_Исходный отрывок_:
==================================================

Как раз читаю Ленотра [Книга историка Ж. Ленотра (1855—1935) «Старые дома, старые бумаги».]. Сен-Жюст, Робеспьер, Кутон… Ленин, Троцкий, Дзержинский… Кто подлее, кровожаднее, гаже? Конечно, все-таки московские. Но и парижские были неплохи.
Кутон, говорит Ленотр, Кутон диктатор, ближайший сподвижник Робеспьера, лионский Аттила, законодатель и садист, палач, отправлявший на эшафот тысячи ни в чем не повинных душ, «страстный друг Народа и Добродетели», был, как известно, калека, колченогий. Но как, при каких обстоятельствах потерял он ноги? Оказывается, довольно постыдно. Он проводил ночь у своей любовницы, муж которой отсутствовал. Все шло прекрасно, как вдруг стук, шаги возвращающегося мужа, Кутон вскочил с постели, прыгнул в окно во двор – и угодил в выгребную яму. Просидев там до рассвета, он навсегда лишился ног, – отнялись на всю жизнь.
Говорят, в Николаеве идет еврейский погром. Очевидно, далеко не всех крестьян Украины «окрылило прибытие вождя».
Однако, тон газет стал крепче, наглее. Давно ли писали, что «не дело большевиков распинать Христа, который, будучи Спаситель, восстал на богачей»? Теперь уже иные песни. Вот несколько строк из «Одесского Коммуниста»:
«Слюни такого знаменитого волшебника, как Иисус Христос, должны иметь и соответственную волшебную силу. Многие, однако, не признавая чудес Христа, тем не менее продолжают миндальничать по поводу нравственного смысла его учения, доказывая, что „истины“ Христа ни с чем не сравнимы по их нравственной ценности. Но, в сущности говоря, и это совершенно неверно и объясняется только незнанием истории и недостаточной глубиной развития».
12 мая.
Опять флаги, шествия, опять праздник, – «день солидарности пролетариата с красной армией». Много пьяных солдат, матросов, босяков…
Мимо нас несут покойника (не большевика). «Блаженни, иже избрал и приял еси, Господи…» Истинно так. Блаженны мертвые.
Говорят, Троцкий таки приехал. «Встречали, как царя».
14 мая.

==================================================

_Что сделать_: Перепишите, пожалуйста, дословно часть дневникового отрывка, начиная со слов «Как раз читаю» и продолжая до слов «парижские были неплохи.» включительно.

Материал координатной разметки
==================================================

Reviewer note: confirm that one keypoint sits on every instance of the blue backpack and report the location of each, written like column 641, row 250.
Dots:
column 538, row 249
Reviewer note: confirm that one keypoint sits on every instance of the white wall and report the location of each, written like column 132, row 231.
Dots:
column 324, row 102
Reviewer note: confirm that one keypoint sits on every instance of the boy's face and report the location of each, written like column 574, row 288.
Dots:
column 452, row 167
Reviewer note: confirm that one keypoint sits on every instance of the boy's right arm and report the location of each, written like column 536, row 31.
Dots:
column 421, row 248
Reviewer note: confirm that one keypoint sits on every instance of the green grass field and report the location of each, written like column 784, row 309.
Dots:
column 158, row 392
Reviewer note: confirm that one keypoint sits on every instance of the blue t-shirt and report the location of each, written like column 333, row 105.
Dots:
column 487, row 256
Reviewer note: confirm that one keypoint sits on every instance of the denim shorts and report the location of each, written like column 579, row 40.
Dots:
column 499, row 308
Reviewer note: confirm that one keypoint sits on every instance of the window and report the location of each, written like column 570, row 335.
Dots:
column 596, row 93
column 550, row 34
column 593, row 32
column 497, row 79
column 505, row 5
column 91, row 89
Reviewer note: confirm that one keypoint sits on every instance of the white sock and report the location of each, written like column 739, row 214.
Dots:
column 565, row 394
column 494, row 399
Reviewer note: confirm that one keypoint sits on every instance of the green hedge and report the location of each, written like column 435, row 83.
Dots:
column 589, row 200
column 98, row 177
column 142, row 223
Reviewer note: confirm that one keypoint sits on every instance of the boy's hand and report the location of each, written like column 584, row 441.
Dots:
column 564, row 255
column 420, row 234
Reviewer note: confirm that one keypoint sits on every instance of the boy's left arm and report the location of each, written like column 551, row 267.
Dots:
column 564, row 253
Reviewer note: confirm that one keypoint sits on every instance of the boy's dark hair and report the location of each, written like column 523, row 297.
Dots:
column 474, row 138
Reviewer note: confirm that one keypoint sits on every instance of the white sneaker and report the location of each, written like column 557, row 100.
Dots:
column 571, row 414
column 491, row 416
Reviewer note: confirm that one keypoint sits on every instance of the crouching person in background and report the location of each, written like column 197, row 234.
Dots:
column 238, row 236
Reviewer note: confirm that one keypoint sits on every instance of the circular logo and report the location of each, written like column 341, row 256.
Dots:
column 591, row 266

==================================================

_Ответ на задание_:
Как раз читаю Ленотра [Книга историка Ж. Ленотра (1855—1935) «Старые дома, старые бумаги».]. Сен-Жюст, Робеспьер, Кутон… Ленин, Троцкий, Дзержинский… Кто подлее, кровожаднее, гаже? Конечно, все-таки московские. Но и парижские были неплохи.